Task description —
Answer these questions using the text on the BRCA prognostic model:
(a) Which factors did the univariate and multivariate analyses identify as significant for BRCA prognosis?
(b) Which BRCA patients showed higher risk scores?
(c) Expression levels of which prognostic gene were used to compare patient survival rates?

Text under study —
Performance evaluation and validation of the BRCA prognostic model. (A) Distribution of riskscore in BRCA samples in the training set. (B) Distribution of survival status in BRCA samples in the training set. (C) Heatmap of expression levels of the 11 characteristic genes in the high- and low-risk groups in the training set. (D) Kaplan-Meier survival curves of high-risk and low-risk patients. (E) ROC curves for predicting survival at 1-, 3-, and 5-year of BRCA patients based on riskscore. (F) Comparison of patient survival rates based on the expression levels of the prognostic gene SLC1A1.
Independent prognostic factor analysis
The training set was subjected to univariate and multivariate prognostic analyses (P < 0.05), aimed at assessing whether the riskscore derived from the model, together with relevant clinical information such as age, gender, T, N, M, and stage, could serve as independent prognostic factors, whose outcomes revealed that age, stage, and riskscore were significant factors for BRCA prognosis (Fig. 8A and B). Combined with clinical parameters, nomograms were drawn to predict the survival probabilities of patients at 1-, 3-, and 5-year (Fig. 8C). The calibration curves plotted for 1-, 3-, and 5-year demonstrated a close alignment between the predicted survival rate of the model and the actual survival rate (Fig. 8D–F). These observations provided compelling evidence for the high predictive reliability of the model, thus supporting its utility for future analyses. Therefore, the prognostic scoring model constructed by these 11 feature genes could serve as an independent prognostic factor for BRCA.

Riskscore independent prognostic analysis and evaluation of nomogram. (A) Forest plot of univariate cox regression analysis of riskscore and clinical information. (B) Forest plot of multivariate cox regression analysis of riskscore and clinical information. (C) BRCA prognostic nomogram with riskscore and clinical information. (D) Calibration plot for 1-year survival prediction. (E) Calibration plot for 3-year survival prediction. (F) Calibration plot for 5-year survival prediction.
We compared and analyzed the risk scores of BRCA patients with different clinical features and subtypes. The results revealed significant differences in risk scores among patients of different ages, T stage, stage, HER2 status, and PAM50 BRCA subtypes, particularly in terms of age and HER2 status (Supplementary Fig. 4). BRCA patients aged over 65 and those with HER2-positive status exhibited higher risk scores. This finding may be related to the earlier observation of fewer HER2-positive patients in cluster 1, which corresponded to relatively poorer prognosis (Fig. 2D). Thus, the combined use of moonlighting genes and BRCA subtypes for clinical analysis holds promising prospects for prognostic evaluation in BRCA patients.

Exercise data —
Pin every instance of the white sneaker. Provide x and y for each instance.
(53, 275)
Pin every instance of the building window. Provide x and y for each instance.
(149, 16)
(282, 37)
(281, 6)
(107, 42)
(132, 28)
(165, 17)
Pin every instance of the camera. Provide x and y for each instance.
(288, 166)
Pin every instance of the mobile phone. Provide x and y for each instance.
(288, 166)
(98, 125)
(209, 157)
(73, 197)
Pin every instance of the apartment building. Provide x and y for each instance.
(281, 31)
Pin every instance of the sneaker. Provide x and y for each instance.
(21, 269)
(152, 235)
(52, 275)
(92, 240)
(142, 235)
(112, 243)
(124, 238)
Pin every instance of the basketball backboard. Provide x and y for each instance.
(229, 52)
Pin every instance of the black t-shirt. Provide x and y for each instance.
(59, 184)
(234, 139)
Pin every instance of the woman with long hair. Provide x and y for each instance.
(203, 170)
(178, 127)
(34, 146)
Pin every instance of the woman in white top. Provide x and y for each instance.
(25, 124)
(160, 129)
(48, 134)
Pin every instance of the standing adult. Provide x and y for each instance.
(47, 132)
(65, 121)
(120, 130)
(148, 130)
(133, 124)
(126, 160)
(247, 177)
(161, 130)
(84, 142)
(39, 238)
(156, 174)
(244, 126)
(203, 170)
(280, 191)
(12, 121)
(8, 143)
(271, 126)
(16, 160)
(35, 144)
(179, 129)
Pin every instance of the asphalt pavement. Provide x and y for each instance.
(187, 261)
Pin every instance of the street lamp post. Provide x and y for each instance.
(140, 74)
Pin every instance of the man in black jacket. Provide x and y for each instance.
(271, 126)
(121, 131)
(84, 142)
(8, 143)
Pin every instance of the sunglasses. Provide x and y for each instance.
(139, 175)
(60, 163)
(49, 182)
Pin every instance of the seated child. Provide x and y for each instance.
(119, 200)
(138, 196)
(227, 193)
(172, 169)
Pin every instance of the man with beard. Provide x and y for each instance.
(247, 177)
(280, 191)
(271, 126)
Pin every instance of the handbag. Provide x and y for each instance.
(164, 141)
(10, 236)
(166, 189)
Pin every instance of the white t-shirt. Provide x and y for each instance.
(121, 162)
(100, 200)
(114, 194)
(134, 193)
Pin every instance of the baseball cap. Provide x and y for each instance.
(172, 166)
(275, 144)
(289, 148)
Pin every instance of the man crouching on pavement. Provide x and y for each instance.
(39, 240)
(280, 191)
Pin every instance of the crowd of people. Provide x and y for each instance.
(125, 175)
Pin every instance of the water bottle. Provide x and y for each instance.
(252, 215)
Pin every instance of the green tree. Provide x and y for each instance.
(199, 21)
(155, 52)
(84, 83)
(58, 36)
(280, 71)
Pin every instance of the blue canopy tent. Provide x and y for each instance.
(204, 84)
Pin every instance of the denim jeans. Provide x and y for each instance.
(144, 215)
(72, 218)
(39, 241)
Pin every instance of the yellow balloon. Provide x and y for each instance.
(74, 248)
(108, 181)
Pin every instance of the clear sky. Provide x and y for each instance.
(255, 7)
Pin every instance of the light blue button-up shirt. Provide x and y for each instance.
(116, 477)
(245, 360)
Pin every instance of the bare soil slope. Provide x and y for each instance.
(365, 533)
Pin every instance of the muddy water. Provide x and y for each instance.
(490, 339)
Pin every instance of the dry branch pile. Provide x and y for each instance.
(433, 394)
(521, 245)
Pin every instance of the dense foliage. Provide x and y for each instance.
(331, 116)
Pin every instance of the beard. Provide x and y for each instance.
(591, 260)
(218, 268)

Your solution —
(a) Age, stage, and riskscore.
(b) Patients aged over 65 and those with HER2-positive status.
(c) SLC1A1.